TASK GOAL
Review the material line by line. Identify and copy every line that contains the string "clicks".

MATERIAL PROVIDED
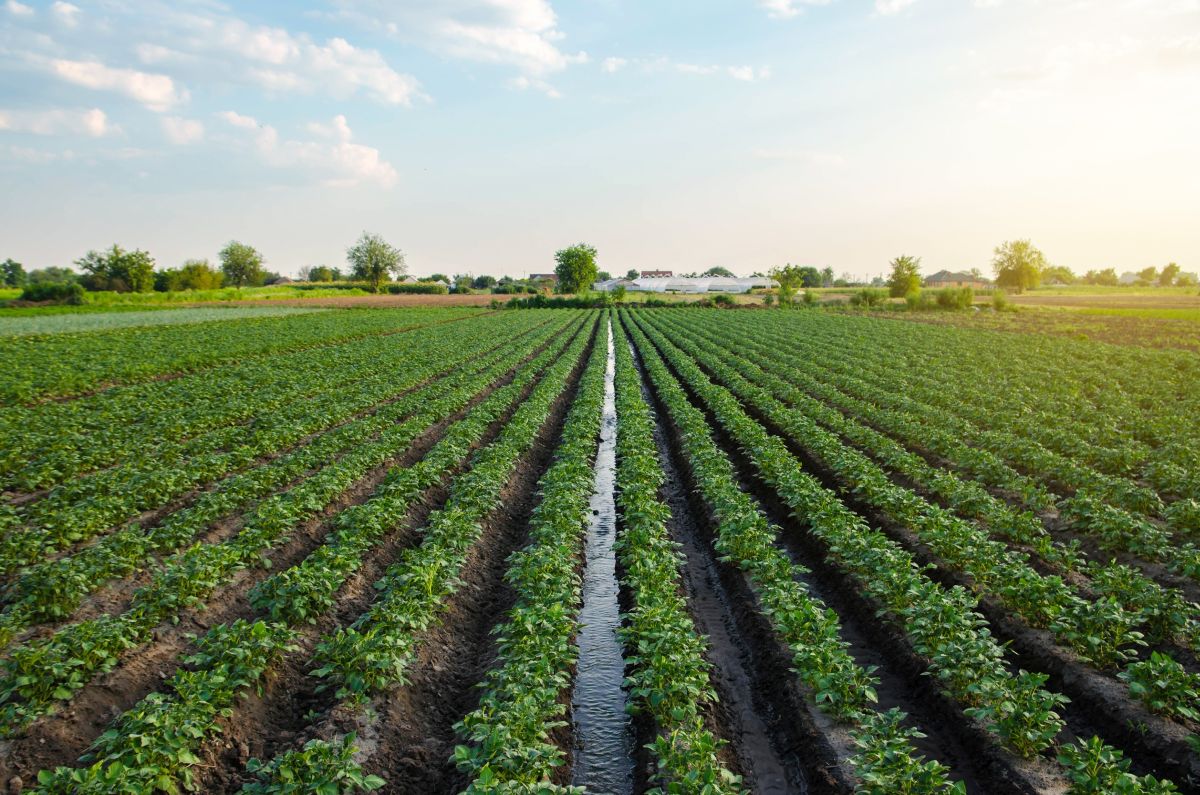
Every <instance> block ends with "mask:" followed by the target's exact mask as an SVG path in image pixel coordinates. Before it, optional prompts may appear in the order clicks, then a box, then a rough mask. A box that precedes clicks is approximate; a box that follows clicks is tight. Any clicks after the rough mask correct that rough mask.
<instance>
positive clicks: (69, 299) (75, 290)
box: [20, 282, 83, 305]
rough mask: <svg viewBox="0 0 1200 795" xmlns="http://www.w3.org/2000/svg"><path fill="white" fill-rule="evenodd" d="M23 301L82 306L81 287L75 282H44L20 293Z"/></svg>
mask: <svg viewBox="0 0 1200 795" xmlns="http://www.w3.org/2000/svg"><path fill="white" fill-rule="evenodd" d="M20 300H23V301H54V303H55V304H76V305H78V304H83V287H82V286H79V285H78V283H77V282H71V283H66V282H46V283H41V285H28V286H26V287H25V289H23V291H22V293H20Z"/></svg>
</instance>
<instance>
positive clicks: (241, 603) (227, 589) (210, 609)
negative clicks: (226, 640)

ANSWER TO THIS PROBLEM
Every <instance> block ends with "mask:" followed by the target's exact mask as an SVG path in image pixel coordinates. Before it, optional prompts may appear in the order clicks, then a box, then a rough mask. A box that precedes clicks is approximate; a box that follows clicks is tight. Any clicks after the rough mask correct that rough mask.
positive clicks: (69, 299) (75, 290)
positive clicks: (241, 603) (227, 589) (210, 609)
negative clicks: (226, 640)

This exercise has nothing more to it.